> [Task details]:
Duplicate, without alteration, the lines of the data from the one containing "Target: high-rise building" through the final line of the data, both included.

+===+

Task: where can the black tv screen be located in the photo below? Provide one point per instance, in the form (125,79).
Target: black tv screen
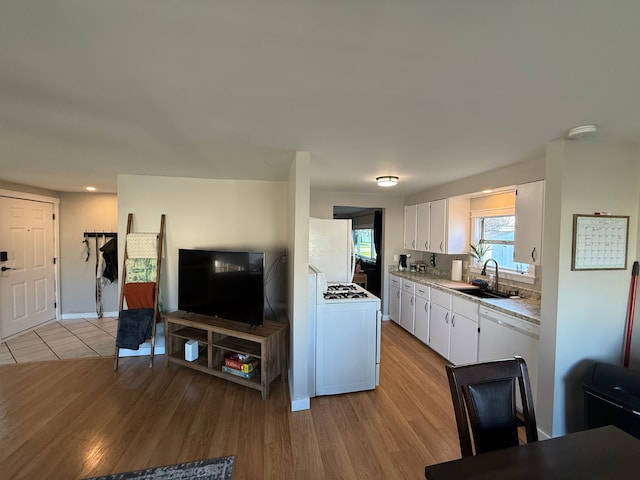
(222,284)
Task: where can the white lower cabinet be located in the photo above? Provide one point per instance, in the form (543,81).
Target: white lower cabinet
(421,330)
(407,306)
(464,331)
(395,283)
(453,329)
(439,329)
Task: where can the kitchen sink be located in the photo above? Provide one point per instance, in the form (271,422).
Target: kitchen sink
(479,293)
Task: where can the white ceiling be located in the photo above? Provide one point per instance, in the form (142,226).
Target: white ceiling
(429,90)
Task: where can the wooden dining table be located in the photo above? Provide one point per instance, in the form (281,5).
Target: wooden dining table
(603,453)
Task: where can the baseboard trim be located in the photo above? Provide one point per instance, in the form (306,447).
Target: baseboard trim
(74,316)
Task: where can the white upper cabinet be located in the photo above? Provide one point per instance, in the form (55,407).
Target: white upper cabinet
(422,229)
(529,218)
(449,226)
(410,219)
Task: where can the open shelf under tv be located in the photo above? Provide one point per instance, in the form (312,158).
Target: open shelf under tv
(217,337)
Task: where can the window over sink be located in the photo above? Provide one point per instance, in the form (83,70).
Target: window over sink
(495,228)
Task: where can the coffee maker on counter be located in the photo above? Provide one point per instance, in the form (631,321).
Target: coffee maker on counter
(403,263)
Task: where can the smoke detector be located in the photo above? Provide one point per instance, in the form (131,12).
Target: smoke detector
(581,131)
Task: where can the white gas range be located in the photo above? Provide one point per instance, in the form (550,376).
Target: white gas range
(347,321)
(339,292)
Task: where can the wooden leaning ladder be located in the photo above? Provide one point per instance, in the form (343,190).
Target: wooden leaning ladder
(157,317)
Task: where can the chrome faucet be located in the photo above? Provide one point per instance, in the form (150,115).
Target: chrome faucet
(484,271)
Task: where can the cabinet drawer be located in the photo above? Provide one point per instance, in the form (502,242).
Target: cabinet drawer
(441,298)
(422,291)
(465,307)
(408,286)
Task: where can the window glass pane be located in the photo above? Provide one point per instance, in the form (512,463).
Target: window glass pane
(498,228)
(363,242)
(498,233)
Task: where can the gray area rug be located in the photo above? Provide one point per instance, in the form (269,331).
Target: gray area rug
(212,469)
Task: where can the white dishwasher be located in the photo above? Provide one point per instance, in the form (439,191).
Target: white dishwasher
(505,336)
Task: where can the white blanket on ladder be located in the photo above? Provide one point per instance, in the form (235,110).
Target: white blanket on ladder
(142,245)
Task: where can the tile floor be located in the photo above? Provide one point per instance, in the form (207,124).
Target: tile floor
(79,338)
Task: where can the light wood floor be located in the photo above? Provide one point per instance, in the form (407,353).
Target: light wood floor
(77,418)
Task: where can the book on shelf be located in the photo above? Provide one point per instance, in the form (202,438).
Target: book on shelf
(240,373)
(241,362)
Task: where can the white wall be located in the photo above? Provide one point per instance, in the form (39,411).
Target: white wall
(522,172)
(301,338)
(583,312)
(202,213)
(81,212)
(322,203)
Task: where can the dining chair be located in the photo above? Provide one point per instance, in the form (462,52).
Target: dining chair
(484,402)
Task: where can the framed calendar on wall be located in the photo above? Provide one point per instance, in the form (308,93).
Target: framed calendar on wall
(599,242)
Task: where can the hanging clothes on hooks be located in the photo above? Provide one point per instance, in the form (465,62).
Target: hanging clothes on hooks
(110,255)
(99,280)
(106,262)
(87,250)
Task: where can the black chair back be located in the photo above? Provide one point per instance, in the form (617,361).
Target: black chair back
(484,402)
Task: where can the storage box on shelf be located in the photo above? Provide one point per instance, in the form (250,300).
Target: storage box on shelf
(219,338)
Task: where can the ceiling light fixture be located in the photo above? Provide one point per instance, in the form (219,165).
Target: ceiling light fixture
(387,181)
(581,131)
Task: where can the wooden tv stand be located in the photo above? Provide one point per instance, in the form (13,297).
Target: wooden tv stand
(216,337)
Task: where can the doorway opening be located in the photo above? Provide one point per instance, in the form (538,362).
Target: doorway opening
(367,232)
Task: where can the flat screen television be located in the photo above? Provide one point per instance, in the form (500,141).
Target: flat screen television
(224,284)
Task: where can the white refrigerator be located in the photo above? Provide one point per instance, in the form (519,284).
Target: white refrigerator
(331,249)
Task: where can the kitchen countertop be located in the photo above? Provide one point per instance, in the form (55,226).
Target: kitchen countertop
(524,308)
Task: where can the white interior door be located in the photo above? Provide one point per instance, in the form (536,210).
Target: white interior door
(27,280)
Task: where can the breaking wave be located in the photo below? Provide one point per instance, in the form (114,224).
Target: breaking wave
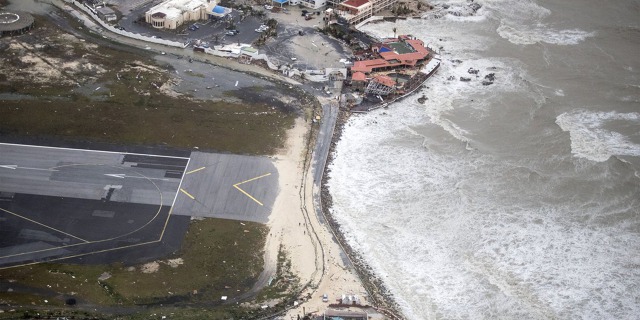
(590,137)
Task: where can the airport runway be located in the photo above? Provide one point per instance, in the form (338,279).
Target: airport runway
(104,206)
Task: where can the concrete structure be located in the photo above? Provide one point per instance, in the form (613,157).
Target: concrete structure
(107,14)
(15,22)
(355,11)
(402,52)
(173,13)
(314,4)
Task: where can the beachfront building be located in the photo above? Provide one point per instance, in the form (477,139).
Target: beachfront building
(356,11)
(394,53)
(313,4)
(171,14)
(391,67)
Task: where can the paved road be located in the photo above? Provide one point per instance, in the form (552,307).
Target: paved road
(228,186)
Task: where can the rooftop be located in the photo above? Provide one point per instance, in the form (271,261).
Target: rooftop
(355,3)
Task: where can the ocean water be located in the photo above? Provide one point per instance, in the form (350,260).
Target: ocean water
(519,199)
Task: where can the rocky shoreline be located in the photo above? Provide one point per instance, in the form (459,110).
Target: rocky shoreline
(379,295)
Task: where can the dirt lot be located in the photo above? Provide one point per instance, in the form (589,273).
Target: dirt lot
(61,86)
(58,85)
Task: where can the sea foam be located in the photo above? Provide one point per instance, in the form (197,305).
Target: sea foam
(590,137)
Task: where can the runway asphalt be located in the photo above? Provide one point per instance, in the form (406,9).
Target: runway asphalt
(103,206)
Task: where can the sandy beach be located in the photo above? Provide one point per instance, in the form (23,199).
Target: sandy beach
(309,244)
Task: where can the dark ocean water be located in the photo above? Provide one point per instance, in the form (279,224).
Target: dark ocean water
(516,200)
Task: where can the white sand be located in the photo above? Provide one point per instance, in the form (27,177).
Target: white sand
(296,230)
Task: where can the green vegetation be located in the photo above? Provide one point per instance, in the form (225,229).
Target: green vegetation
(218,258)
(285,282)
(131,106)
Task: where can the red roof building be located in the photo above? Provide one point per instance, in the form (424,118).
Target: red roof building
(394,53)
(358,76)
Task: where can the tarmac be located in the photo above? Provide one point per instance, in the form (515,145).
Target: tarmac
(106,206)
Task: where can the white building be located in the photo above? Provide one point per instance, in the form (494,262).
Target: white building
(314,4)
(355,11)
(173,13)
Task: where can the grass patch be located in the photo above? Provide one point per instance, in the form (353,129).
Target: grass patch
(130,107)
(218,257)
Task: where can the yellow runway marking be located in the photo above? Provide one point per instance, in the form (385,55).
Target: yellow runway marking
(42,224)
(196,170)
(245,193)
(187,193)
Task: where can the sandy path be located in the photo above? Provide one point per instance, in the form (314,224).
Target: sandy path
(295,226)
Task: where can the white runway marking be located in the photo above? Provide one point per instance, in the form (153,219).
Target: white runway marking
(88,150)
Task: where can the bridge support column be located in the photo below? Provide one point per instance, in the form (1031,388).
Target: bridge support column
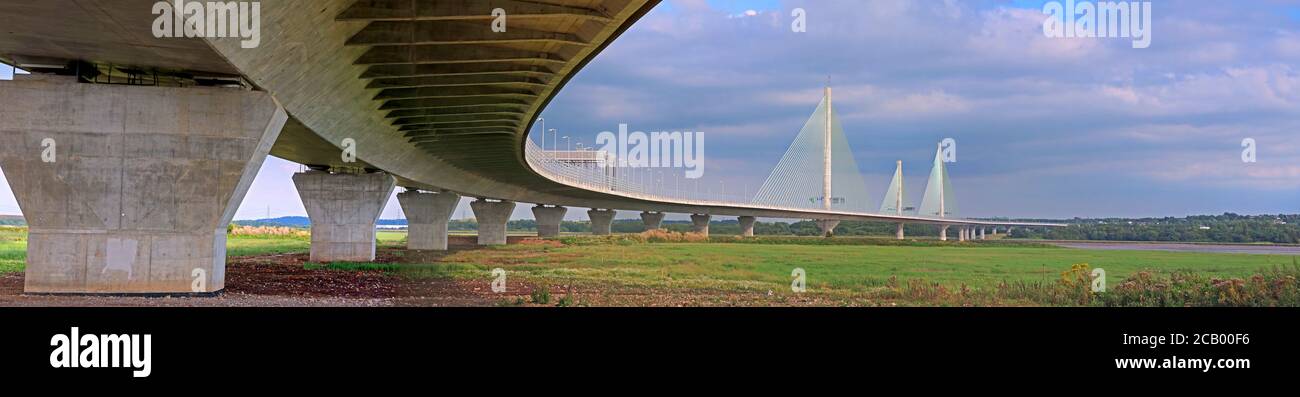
(827,227)
(746,225)
(427,218)
(130,189)
(602,220)
(700,223)
(343,208)
(549,220)
(492,218)
(653,220)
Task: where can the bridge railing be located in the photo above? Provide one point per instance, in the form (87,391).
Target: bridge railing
(603,176)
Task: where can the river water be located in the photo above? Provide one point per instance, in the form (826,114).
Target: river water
(1184,247)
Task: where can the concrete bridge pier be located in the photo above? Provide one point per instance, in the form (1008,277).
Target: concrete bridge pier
(549,220)
(130,189)
(602,221)
(700,223)
(427,218)
(343,208)
(492,218)
(746,225)
(653,220)
(827,227)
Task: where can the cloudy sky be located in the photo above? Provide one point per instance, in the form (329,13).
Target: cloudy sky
(1045,128)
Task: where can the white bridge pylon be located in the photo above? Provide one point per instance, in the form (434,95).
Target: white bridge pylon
(818,172)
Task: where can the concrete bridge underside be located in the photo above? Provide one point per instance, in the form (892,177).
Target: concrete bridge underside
(430,95)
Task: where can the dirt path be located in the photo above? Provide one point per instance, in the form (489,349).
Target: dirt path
(282,281)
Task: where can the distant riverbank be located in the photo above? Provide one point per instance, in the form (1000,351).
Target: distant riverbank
(1182,247)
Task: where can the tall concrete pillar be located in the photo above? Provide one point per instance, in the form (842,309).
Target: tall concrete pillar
(492,218)
(343,208)
(427,218)
(129,189)
(700,223)
(549,220)
(827,227)
(746,225)
(653,220)
(602,220)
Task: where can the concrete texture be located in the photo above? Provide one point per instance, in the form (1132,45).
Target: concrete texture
(653,220)
(492,218)
(427,218)
(700,223)
(142,182)
(343,208)
(602,220)
(746,225)
(549,220)
(827,227)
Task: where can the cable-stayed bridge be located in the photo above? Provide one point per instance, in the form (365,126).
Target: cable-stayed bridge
(134,139)
(817,178)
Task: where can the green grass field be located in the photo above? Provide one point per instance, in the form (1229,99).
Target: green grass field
(742,266)
(840,267)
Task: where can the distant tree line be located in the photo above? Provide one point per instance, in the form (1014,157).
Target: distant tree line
(1207,228)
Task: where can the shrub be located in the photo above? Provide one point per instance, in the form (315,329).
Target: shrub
(541,294)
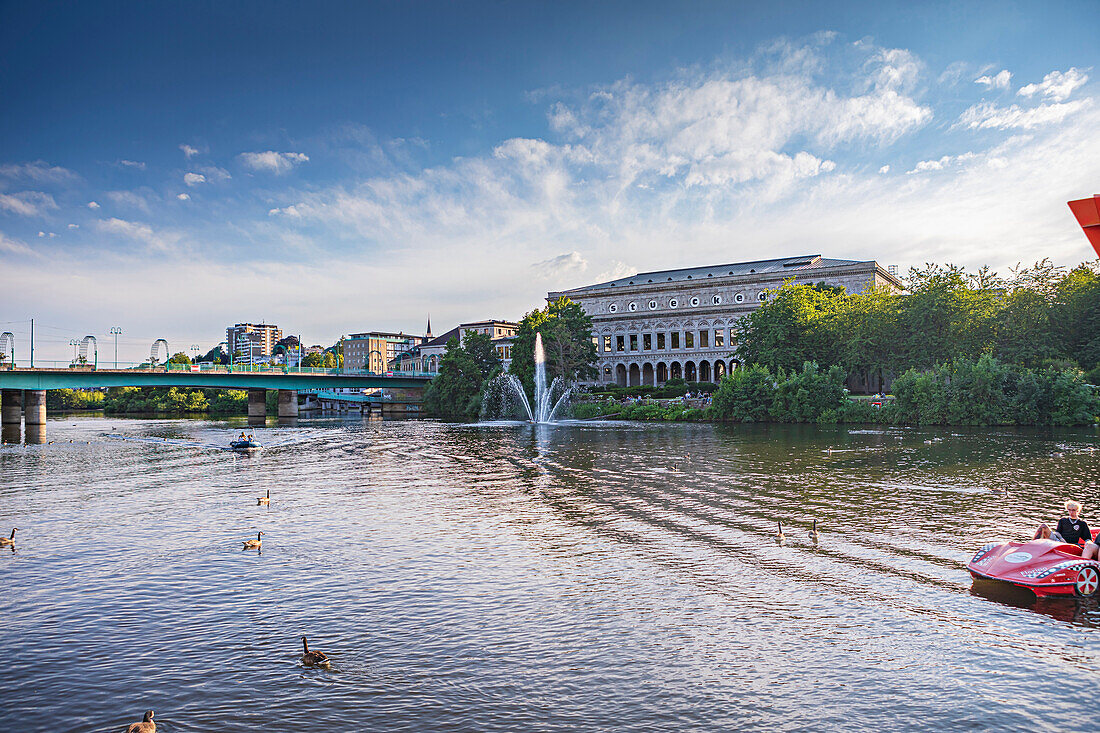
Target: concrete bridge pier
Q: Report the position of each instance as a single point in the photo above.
(287, 403)
(11, 411)
(257, 406)
(34, 406)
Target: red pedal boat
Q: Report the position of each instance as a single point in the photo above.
(1042, 566)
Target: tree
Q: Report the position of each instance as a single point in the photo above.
(481, 349)
(455, 391)
(567, 340)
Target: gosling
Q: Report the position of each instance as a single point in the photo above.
(146, 724)
(312, 658)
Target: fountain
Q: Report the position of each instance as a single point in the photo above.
(546, 406)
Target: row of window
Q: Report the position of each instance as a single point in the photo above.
(692, 302)
(702, 339)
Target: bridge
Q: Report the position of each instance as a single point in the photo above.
(23, 390)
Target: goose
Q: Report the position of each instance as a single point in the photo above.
(146, 724)
(312, 658)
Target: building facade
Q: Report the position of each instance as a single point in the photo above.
(375, 350)
(682, 324)
(251, 343)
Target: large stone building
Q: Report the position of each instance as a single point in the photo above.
(656, 326)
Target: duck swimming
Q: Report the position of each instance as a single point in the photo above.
(146, 724)
(312, 658)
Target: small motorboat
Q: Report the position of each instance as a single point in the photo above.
(245, 446)
(1045, 567)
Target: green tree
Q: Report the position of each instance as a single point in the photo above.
(455, 391)
(481, 349)
(567, 340)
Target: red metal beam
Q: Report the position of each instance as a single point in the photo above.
(1087, 211)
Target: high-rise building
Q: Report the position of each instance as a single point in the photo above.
(252, 342)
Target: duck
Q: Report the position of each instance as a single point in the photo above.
(146, 724)
(312, 658)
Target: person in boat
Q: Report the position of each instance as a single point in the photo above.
(1070, 528)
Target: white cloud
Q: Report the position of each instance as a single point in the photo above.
(128, 199)
(28, 204)
(563, 265)
(987, 116)
(999, 80)
(13, 245)
(39, 172)
(140, 232)
(1056, 85)
(941, 163)
(273, 162)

+===+

> [Output of the exercise]:
Target: high-rise building
Q: Report the position of each instance as a single point in the photo above.
(252, 342)
Target: duck
Q: Report the position of each instance as a single point in the photo above.
(146, 724)
(312, 658)
Target: person in boat
Q: Report the position of each instance as a single point in the photo above.
(1070, 528)
Target: white cloud
Q: Report the position of each instance as a single point in the photo above.
(128, 199)
(28, 204)
(563, 265)
(987, 116)
(999, 80)
(13, 245)
(39, 172)
(140, 232)
(1056, 85)
(941, 163)
(273, 162)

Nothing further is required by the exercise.